Extract every entry word for word. Skip the pictures.

Items ->
⟨

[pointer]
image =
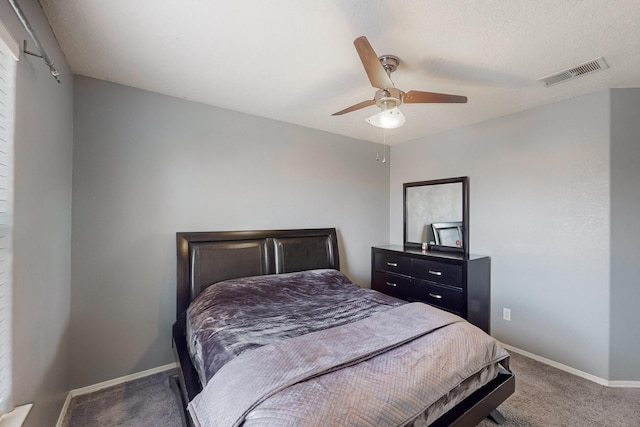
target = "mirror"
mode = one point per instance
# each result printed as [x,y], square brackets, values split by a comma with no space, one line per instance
[437,213]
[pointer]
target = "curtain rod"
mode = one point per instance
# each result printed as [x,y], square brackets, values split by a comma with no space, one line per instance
[27,26]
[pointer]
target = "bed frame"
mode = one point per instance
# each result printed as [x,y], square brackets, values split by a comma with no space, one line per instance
[209,257]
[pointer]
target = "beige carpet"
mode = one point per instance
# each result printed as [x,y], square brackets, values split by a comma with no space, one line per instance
[547,397]
[544,397]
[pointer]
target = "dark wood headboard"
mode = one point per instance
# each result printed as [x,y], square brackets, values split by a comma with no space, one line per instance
[209,257]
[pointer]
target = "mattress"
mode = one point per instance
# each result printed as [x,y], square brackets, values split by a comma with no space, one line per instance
[312,348]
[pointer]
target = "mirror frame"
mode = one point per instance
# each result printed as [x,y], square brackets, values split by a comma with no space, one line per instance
[465,213]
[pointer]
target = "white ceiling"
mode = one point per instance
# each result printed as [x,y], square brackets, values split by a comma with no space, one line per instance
[294,61]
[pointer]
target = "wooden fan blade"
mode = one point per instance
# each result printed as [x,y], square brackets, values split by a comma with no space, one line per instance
[415,96]
[355,107]
[375,71]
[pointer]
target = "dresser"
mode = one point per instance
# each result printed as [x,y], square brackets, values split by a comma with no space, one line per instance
[454,282]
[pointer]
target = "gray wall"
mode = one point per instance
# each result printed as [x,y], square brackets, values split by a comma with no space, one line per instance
[539,206]
[42,223]
[625,234]
[148,165]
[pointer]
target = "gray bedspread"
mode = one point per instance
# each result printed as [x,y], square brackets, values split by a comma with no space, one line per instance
[237,315]
[383,370]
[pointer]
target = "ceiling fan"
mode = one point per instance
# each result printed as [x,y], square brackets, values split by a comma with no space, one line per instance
[388,98]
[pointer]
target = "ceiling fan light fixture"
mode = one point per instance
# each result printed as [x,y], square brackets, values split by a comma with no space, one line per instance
[387,119]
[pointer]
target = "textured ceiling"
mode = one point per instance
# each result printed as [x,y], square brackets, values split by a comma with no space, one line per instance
[294,61]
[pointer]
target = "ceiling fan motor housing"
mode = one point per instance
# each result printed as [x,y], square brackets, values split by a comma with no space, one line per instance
[387,99]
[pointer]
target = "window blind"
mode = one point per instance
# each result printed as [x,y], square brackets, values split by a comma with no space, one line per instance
[8,55]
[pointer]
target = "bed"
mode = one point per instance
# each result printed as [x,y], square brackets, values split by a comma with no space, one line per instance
[264,375]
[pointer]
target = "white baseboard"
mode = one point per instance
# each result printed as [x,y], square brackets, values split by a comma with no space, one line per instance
[576,372]
[16,417]
[109,383]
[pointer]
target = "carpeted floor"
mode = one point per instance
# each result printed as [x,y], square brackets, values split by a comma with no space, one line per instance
[544,397]
[146,402]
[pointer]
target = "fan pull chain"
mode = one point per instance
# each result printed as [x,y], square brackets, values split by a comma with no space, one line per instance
[384,146]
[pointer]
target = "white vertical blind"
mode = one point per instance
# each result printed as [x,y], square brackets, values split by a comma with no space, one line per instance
[8,53]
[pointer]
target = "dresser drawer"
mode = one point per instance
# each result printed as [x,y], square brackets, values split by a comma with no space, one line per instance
[450,299]
[391,284]
[393,263]
[439,272]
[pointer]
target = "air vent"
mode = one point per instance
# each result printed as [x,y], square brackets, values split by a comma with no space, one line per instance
[574,72]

⟩

Exercise answer ->
[pointer]
image =
target = "mirror"
mode = one point per instance
# each result printed as [x,y], square brackets, values split by a comma with no space, one line per instance
[437,213]
[pointer]
target = "curtain rod"
mode = one point per instance
# each result printed as [x,y], square brackets, values split by a comma with no space, one line per instance
[27,26]
[pointer]
target = "bed frame"
mode = one point per instance
# each result printed as [x,y], square brackets, values split by a comma with no space, one line per instance
[209,257]
[pointer]
target = "beige carpet"
mode = one point per instance
# each result printed as [x,y], square brackets, values split by a comma with no space, one line per instance
[547,397]
[544,397]
[pointer]
target = "dark wood headboard"
mode = one point per instance
# each result printed as [x,y], square brackets, values split by a comma with no space, one line per instance
[209,257]
[pointer]
target = "mattress"
mode = one point per instance
# each result printed as [x,y], square brackets, values split by a comma with no space, one line per instance
[312,348]
[pointer]
target = "mirror frame"
mode = one point per instance
# each result printed as [x,y], square brackets, values split by a comma with no space, one line per instance
[465,213]
[pointer]
target = "white ceiling"
mode = one point per instance
# each result printed as [x,y], square brackets, values split by a comma with no space, one line per instance
[294,61]
[pointer]
target = "wooden fan blade"
mode = one point per instance
# each result printed as [x,y], square brackets, values split by a comma with no space, one line per instance
[415,96]
[355,107]
[375,71]
[pointer]
target = "dresser"
mode = one point per instance
# each result printed as [x,y], square brackets, values split by a comma with no space, one line per instance
[454,282]
[pointer]
target = "gray wall"
mode = one point per instance
# each result printed as [x,y], square brackets, values split by a comma with no space, one line per instance
[539,206]
[42,223]
[625,234]
[148,165]
[pointer]
target = "gray bedspread"
mode = one point per instance
# each result printed as [x,y], square brackets, values split by a comma with no space, one line per instance
[237,315]
[383,370]
[pointer]
target = "ceiling fan"
mode = one point per instance
# each result printed as [x,y], square brackets, values split by a comma with no space, one line per instance
[388,98]
[pointer]
target = "ceiling fan light fixture"
mode = one point per instance
# each result printed as [x,y], square brackets, values split by a comma with no space, one line per instance
[387,119]
[pointer]
target = "textured ceiling"
mode = one point per instance
# each result printed as [x,y], square brackets, values split by a comma with no space, one line per instance
[294,61]
[pointer]
target = "ceiling fan motor housing"
mode = one point per instance
# each result printed as [x,y], square brackets, values split by a comma with no space, one line per instance
[387,99]
[pointer]
target = "window blind"
mode = one point per instance
# each result printed as [x,y], square brackets, values split by a comma with no space, one line per instance
[8,55]
[pointer]
target = "bed"
mode = one point per instance
# each result printed as [x,y], square brackets, values split by a comma with no space, one line per instance
[264,375]
[pointer]
target = "white baseboard"
mode = one point per instance
# each result printed as [x,y], square brackets, values split by a comma with no space, one line per instance
[576,372]
[16,417]
[109,383]
[pointer]
target = "carpeted floor"
mode = one point per instance
# each result printed as [x,y], square brackets, values split by a comma with no space, one line per instance
[544,397]
[146,402]
[pointer]
target = "fan pull chain"
mode = one point per instance
# each result printed as [x,y], square brackets, values split by a comma with no space, one line per instance
[384,146]
[pointer]
target = "white vertical blind"
mode = one point per instance
# each result printed as [x,y], square brackets, values split by a comma with no space, one line per instance
[8,53]
[pointer]
target = "dresser drawer"
mode = one point per instance
# each result printed as [x,y], square brackets, values split by a comma with no space, one line per instance
[450,299]
[391,284]
[393,263]
[439,272]
[pointer]
target = "air vent"
mode = one point per instance
# each result printed as [x,y], square brackets, values split by a comma with no space, one line per instance
[574,72]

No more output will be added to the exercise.